[Collection entries]
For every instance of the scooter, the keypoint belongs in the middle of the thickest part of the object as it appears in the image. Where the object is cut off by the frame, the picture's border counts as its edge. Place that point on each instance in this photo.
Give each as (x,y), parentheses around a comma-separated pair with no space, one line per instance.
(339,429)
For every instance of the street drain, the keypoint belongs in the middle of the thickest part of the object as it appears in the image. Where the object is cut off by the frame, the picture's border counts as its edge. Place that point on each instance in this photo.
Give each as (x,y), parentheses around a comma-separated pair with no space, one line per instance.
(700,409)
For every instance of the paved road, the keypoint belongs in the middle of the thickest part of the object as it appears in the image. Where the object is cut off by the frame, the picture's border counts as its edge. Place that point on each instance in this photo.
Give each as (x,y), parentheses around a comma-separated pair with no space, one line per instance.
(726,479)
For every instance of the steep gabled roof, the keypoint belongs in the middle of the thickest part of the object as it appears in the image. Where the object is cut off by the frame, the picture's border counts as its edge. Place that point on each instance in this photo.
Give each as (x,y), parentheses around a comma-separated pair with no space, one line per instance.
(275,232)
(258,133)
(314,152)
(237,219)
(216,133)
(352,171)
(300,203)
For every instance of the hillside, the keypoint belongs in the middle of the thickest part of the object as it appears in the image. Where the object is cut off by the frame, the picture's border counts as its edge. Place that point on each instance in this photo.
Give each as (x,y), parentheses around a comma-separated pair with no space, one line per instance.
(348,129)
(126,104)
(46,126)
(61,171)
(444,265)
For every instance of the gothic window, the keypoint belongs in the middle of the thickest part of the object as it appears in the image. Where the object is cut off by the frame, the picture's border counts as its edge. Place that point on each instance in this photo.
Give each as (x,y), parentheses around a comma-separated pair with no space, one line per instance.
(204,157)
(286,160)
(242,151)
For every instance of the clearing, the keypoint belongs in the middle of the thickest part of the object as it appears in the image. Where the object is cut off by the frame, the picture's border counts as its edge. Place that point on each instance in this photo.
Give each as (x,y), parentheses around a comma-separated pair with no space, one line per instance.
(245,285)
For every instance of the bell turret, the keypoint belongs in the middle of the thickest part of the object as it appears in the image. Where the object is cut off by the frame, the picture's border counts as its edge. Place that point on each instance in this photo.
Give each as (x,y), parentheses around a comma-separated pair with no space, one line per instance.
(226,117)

# YOUR OBJECTIVE
Nothing but the lines from the one containing "For every instance of the steep" to the end of the entries belongs in the answer, and each must match exactly.

# EXERCISE RESPONSE
For every instance of the steep gabled roof, the keypoint belongs in the middle of the thickest part of the object as it appears in the image. Where the object is cut off by the frame, the picture's border counts as its edge. Place that point on each instance in this photo.
Give each as (x,y), parentheses around a comma-separated pair with no space, one line per instance.
(275,232)
(258,133)
(314,152)
(237,219)
(216,133)
(352,171)
(300,203)
For every instance of the hillside, the keypoint belongs in the middle of the thickest part of the object as it appears in the image. Where the object is cut off by the frame, the picture's border counts as its edge. Place that point on each instance in this photo.
Give each as (x,y), parentheses around a comma-separated pair with no space, one line per instance.
(348,129)
(126,104)
(46,126)
(61,171)
(444,265)
For every instance of the gothic window, the keypoint belongs in the middle of the thickest part of the object as it appears in the image. Where the object is cut off by the frame, the picture's border counts as its edge. Place that point on each instance in this photo.
Give each as (x,y), parentheses around a comma-separated pair with no space, one line per instance.
(204,157)
(286,160)
(242,151)
For every instance of the clearing, the keypoint belongs in the middle of the thickest part of the object as it appears in the image. Where the object is cut off by the frame, the picture's border counts as its edge. Place that point on each instance in this photo.
Give each as (x,y), parentheses around a comma-separated pair with no space, one line per instance.
(245,285)
For every instance of the bell turret, the keypoint belongs in the middle of the thickest part of the object as it appears in the image. Where the object is cut off by the frame, the picture's border counts as its edge. Place that point on each instance in this photo.
Give each as (x,y), parentheses around a comma-separated pair with no space, one line per instance.
(226,117)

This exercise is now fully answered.